— YOUR TASKS —
- a) Copy the passage of the Diwali post between "Later, in a" and "own peacock feathers.", inclusive.
- b) In the Diwali post, what does CNG on the new Green Rickshaws stand for?
- c) Translate this sentence from the Diwali post into Spanish: "In fanned-out glory, his feathers reached a height of almost six feet."

— SOURCE DOCUMENT —
One ENT surgeon in the Times of India said that he gets 10 new cases of hearing loss every Diwali. 120 dB, he claims, can blow a hole in your eardrum; however, the Supreme Court of India has deemed anything up to 125 dB “legal.” A recent research study shows that Indians become hard of hearing an estimated 10 to 15 years earlier than is expected based on data on aging in other countries.

You notice your grandmother watching TV. The volume is turned up so loud that your earplugs seem like a good idea even inside the house, and you realize that no one is as disturbed by the BANGs outside as you are.

Because modern enlightenment is not a quiet affair. It doesn’t smell very nice, either…but there are people working to change that. “Green firecrackers” hit the market this year, advertising lower levels of smoke and pollution. They match the new Green Rickshaws, the ones with CNG painted on them in white block letters, boasting the use of Compressed Natural Gas rather than less air-friendly petrol. Made by people who value eardrums and noses over enlightenment.

Through all the colorful and noisy beatings, and in spite of sobering newspaper articles, the atmosphere retains a festive smile. It looks like Christmas in New York, the way all the buildings and trees on C.G. road now have decorative lights outlining them. And family keeps stopping by, to engage in games of “how much can we make you eat?” Yesterday Bhanumummy and I made a Rangoli, from colored powders we’d bought from a street vendor (see pic). My first attempt at one – even as a child, I could never color completely inside the lines on paper, and using powder on the floor didn’t make it any easier. But our multicolored powder tapestry now proudly decorates the entrance to the house.

It shows a peacock, in honor of the gorgeous birds that strut the campus of Gujarat University when we take pre-sunset walks. I’ve often stood mesmerized by these creatures, especially one recent day when a male spread its feathers in full flutter to attract a nearby female (see pic), who wasn’t nearly as impressed as I was. In fanned-out glory, his feathers reached a height of almost six feet. Yesterday, I was almost tempted to pluck one of the feathers from a nearby male, just to hold it and see it up close – but that would be cruel, so I kept walking. A few minutes later, on the opposite side of campus, a man in a white kurta came up to me and handed me a peacock feather! Flashing a yellow-toothed smile, he laughed and just walked away. As if he had come specially to reward me for not taking feathers into my own hands only moments earlier.

Later, in a dream, I imagined a peacock exploding – BANG. Colors everywhere. A surprised and naked peacock watching hopelessly as its beautiful feathers scattered in the wind and dribbled down to earth. Then, from the bushes, an army of yellow-toothed men in white kurtas scampered to collect the fallen treasures, and proceeded to hand them to foreign students who happened to be walking nearby. Foreign students who harbored secret desires to own peacock feathers.

The once-proud feather now decorates the entrance to my room. It still quivers from the explosion, and shimmers with blue-green enlightenment.

Day after tomorrow, we leave for Mount Abu, where we will stay for three nights. I’ll tell you all about it when we return. In the meantime, if you haven’t already, you can check out the pictures from the past month, recently posted to my Ofoto site (email rishiblogpics@hotmail.com, password blogpics). Saal Mubarak!

2 Comments:

Anonymous Tina said...

Saal mubarak rishi, everyone misses you! Hope your adventures in India in the new year bring you futher enlightenment (but not too loud:))

3:28 AM  
Anonymous Mansi said...

Sal Mubarak Rishi. The photo of the peacock needs to be framed in your house some day, it is a perfect picture with the green surroundings which perfectly accent the green and brighten the blue of the peacock.

I love how your post invokes the idea of enlightenment through war. (Sounds a little fishy . . . as does U.S. foreign policy right now).

— AVAILABLE DATA —

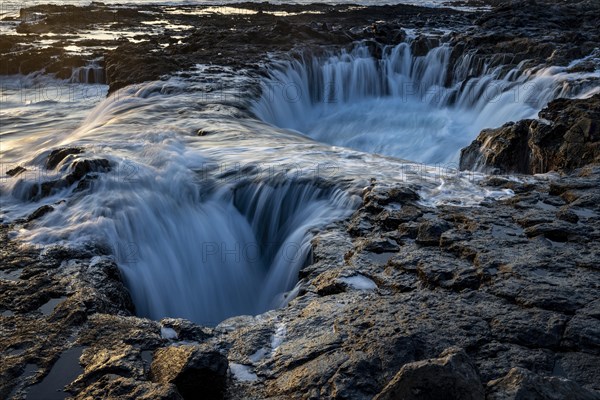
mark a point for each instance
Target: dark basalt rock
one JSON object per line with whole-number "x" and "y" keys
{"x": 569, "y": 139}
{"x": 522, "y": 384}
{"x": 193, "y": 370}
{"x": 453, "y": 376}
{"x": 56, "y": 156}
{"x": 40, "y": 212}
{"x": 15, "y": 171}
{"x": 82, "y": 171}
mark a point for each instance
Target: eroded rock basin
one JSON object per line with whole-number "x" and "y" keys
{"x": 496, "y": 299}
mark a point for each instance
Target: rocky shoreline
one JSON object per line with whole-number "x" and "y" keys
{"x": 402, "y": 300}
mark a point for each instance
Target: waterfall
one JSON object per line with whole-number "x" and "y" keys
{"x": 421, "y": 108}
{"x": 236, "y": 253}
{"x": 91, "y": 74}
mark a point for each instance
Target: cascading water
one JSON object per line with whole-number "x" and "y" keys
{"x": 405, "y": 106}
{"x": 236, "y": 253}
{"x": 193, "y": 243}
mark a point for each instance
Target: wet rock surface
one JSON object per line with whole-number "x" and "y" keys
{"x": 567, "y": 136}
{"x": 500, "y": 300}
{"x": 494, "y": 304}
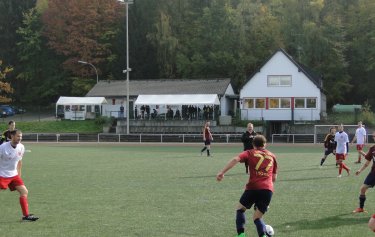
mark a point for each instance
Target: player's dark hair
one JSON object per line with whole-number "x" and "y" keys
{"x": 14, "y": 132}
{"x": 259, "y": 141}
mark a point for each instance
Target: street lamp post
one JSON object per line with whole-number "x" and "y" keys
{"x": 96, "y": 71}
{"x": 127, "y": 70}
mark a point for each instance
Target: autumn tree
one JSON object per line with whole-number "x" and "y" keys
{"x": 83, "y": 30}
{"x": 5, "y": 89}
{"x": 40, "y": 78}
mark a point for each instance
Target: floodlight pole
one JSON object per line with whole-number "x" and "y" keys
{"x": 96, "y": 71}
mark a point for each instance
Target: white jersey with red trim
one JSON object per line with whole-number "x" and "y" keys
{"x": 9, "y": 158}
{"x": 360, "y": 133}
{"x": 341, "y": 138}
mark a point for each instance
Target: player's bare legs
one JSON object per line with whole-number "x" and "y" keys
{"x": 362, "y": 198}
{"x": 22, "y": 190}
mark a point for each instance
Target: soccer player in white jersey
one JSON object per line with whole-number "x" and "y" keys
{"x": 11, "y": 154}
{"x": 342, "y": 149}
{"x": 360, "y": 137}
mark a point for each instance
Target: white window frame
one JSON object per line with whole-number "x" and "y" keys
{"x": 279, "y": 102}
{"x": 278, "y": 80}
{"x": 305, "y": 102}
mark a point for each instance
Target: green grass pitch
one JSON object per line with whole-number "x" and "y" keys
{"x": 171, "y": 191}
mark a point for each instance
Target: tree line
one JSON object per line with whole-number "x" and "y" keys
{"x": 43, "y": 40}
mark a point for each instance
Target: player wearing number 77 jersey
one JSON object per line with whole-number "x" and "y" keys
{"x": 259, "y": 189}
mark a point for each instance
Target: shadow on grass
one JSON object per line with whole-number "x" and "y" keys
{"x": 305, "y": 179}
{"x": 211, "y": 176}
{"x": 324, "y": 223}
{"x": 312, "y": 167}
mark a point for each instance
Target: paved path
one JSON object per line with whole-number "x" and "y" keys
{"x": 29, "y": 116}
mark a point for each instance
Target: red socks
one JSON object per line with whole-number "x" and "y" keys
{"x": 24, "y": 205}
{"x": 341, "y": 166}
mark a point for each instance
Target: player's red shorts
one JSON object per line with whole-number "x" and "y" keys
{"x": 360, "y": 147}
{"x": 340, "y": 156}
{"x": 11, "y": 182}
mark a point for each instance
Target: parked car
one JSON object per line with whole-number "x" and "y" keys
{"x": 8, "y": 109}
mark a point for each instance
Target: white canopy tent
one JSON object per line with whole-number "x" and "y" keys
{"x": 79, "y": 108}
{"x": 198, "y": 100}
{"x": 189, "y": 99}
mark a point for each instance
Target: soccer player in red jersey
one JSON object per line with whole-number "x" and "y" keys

---

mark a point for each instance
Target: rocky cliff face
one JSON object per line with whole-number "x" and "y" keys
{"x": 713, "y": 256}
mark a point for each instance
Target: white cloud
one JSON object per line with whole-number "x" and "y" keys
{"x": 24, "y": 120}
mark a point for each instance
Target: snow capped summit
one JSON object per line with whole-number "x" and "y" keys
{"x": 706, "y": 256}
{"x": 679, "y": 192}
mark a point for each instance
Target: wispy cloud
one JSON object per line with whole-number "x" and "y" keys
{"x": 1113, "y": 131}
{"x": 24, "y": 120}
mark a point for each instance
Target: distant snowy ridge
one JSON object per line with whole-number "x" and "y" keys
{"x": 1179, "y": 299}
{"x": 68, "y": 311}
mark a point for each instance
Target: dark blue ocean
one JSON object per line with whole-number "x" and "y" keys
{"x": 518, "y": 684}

— ANSWERS IN ORDER —
- a)
Later, in a dream, I imagined a peacock exploding – BANG. Colors everywhere. A surprised and naked peacock watching hopelessly as its beautiful feathers scattered in the wind and dribbled down to earth. Then, from the bushes, an army of yellow-toothed men in white kurtas scampered to collect the fallen treasures, and proceeded to hand them to foreign students who happened to be walking nearby. Foreign students who harbored secret desires to own peacock feathers.

- b) Compressed Natural Gas

- c) En su gloria desplegada, sus plumas alcanzaban una altura de casi seis pies.